**Excerpt from a dataset:**

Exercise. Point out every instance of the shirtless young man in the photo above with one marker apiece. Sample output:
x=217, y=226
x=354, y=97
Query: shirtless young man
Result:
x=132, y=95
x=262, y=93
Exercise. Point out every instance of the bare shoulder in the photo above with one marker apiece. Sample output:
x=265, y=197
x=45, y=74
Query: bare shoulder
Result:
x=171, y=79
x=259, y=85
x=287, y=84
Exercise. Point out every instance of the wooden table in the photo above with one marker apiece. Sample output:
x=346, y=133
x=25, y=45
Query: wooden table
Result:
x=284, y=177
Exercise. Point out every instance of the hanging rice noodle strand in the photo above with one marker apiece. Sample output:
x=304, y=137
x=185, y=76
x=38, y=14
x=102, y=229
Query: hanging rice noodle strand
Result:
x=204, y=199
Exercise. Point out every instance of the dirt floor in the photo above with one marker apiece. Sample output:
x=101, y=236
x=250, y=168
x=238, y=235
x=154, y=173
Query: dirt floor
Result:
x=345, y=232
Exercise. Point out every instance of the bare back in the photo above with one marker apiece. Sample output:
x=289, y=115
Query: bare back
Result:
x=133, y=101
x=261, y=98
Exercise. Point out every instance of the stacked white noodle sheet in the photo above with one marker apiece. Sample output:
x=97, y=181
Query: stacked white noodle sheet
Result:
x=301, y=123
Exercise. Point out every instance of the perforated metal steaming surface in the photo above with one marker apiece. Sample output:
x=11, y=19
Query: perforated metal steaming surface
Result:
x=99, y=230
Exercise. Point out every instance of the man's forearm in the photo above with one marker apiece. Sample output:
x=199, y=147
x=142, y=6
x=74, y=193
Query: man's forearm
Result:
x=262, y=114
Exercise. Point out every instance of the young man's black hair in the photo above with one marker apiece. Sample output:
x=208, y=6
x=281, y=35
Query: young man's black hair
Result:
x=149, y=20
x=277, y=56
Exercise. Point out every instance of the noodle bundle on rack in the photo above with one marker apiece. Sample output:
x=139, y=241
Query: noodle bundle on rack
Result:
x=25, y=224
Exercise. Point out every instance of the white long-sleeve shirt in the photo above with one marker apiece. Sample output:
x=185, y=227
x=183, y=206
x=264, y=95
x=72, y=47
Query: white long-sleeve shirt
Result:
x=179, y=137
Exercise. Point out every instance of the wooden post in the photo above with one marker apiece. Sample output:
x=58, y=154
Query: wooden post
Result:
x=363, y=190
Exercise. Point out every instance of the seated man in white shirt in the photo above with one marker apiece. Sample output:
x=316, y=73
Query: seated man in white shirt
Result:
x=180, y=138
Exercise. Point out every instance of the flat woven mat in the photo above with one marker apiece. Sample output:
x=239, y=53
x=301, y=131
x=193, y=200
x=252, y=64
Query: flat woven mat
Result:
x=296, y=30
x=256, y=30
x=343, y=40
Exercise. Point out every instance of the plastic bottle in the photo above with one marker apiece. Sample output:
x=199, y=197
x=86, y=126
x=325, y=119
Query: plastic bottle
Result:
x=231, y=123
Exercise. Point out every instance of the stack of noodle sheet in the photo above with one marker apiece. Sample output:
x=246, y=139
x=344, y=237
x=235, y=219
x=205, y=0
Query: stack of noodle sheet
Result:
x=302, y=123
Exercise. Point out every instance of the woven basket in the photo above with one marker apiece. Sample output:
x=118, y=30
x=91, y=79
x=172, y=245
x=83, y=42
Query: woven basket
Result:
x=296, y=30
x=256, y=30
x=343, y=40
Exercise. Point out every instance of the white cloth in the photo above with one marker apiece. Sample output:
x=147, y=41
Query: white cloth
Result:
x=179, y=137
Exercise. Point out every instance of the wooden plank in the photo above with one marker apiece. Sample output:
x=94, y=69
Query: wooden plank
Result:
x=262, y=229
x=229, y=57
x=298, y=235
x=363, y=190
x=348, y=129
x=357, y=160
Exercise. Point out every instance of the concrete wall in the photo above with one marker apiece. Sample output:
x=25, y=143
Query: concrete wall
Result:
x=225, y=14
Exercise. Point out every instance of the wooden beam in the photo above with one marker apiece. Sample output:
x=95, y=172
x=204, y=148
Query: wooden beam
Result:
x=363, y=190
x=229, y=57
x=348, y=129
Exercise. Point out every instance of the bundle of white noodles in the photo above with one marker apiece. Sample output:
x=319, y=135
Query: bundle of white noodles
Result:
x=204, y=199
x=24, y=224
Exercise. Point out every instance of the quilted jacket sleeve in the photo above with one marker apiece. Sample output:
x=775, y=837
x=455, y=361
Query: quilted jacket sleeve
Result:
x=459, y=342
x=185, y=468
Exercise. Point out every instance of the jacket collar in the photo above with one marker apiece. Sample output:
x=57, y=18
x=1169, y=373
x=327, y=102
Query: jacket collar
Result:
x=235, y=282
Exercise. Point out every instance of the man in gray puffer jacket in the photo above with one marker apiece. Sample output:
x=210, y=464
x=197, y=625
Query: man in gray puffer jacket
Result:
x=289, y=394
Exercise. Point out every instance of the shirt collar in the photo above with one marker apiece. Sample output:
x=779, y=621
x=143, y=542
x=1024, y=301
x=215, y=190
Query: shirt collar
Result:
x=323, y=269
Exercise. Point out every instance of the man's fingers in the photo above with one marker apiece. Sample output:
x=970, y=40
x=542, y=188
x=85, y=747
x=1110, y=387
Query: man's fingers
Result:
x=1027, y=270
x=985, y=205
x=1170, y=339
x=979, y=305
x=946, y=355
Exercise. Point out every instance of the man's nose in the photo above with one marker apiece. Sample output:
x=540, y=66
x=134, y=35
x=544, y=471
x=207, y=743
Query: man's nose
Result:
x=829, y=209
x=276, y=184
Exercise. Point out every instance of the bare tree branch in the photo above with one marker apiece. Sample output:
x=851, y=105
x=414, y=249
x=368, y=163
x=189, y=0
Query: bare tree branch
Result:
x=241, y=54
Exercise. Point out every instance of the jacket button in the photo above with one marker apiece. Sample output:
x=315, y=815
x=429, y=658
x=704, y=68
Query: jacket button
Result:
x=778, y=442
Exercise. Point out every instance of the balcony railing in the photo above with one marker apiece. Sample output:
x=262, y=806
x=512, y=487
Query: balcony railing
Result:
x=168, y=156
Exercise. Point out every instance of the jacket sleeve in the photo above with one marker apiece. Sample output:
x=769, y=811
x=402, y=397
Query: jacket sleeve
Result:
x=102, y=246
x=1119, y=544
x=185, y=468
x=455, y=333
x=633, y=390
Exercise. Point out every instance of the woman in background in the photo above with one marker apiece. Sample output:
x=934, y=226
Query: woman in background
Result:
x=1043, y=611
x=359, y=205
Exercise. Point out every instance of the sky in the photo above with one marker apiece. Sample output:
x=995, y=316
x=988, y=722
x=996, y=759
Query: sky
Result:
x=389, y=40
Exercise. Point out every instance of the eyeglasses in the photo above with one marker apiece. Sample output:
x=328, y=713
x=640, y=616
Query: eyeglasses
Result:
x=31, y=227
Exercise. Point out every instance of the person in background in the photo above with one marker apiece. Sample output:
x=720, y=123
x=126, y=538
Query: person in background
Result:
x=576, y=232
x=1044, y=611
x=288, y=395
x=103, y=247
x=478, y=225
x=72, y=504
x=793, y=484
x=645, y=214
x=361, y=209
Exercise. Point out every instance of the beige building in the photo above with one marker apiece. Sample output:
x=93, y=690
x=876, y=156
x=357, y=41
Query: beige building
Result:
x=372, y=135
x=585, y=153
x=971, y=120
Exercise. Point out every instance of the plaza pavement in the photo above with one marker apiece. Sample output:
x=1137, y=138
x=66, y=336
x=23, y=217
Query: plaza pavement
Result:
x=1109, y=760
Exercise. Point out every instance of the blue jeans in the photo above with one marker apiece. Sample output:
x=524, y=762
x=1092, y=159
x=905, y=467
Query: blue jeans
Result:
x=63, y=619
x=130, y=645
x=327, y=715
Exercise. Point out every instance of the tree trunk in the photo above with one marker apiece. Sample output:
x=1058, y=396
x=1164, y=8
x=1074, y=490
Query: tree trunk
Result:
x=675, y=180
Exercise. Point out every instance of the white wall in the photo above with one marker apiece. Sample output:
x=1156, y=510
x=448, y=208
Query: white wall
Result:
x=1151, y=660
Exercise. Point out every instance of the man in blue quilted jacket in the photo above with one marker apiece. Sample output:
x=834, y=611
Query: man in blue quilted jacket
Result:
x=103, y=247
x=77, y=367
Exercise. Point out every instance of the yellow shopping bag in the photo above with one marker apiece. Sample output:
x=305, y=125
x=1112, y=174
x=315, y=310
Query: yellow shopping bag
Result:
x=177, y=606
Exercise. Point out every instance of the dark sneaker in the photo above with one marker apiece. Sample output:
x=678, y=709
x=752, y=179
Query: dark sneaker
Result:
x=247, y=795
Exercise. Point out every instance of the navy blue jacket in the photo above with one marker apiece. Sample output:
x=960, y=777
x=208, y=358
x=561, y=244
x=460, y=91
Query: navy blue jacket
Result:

**WHAT THE TASK REQUIRES:**
Locate the line that contains "Exercise. Point out every instance of the yellow". Repeat it and every line after it, up to and including the final line, exactly.

**OUTPUT FOR THIS EXERCISE:**
Exercise. Point out every instance of the yellow shopping bag in the photo above with one marker apiece. Sample output:
x=305, y=125
x=1112, y=174
x=315, y=310
Query: yellow shopping bag
Result:
x=177, y=606
Exercise. Point out every instance of the dark sneaker in the photo above with one marker apiece. Sample output:
x=678, y=709
x=752, y=179
Query: dark sneaker
Result:
x=247, y=795
Exercise. Point out every instance of the navy blue jacket in the photo above with one marker apiece. Sample output:
x=960, y=777
x=208, y=358
x=561, y=244
x=460, y=91
Query: navy blue jacket
Result:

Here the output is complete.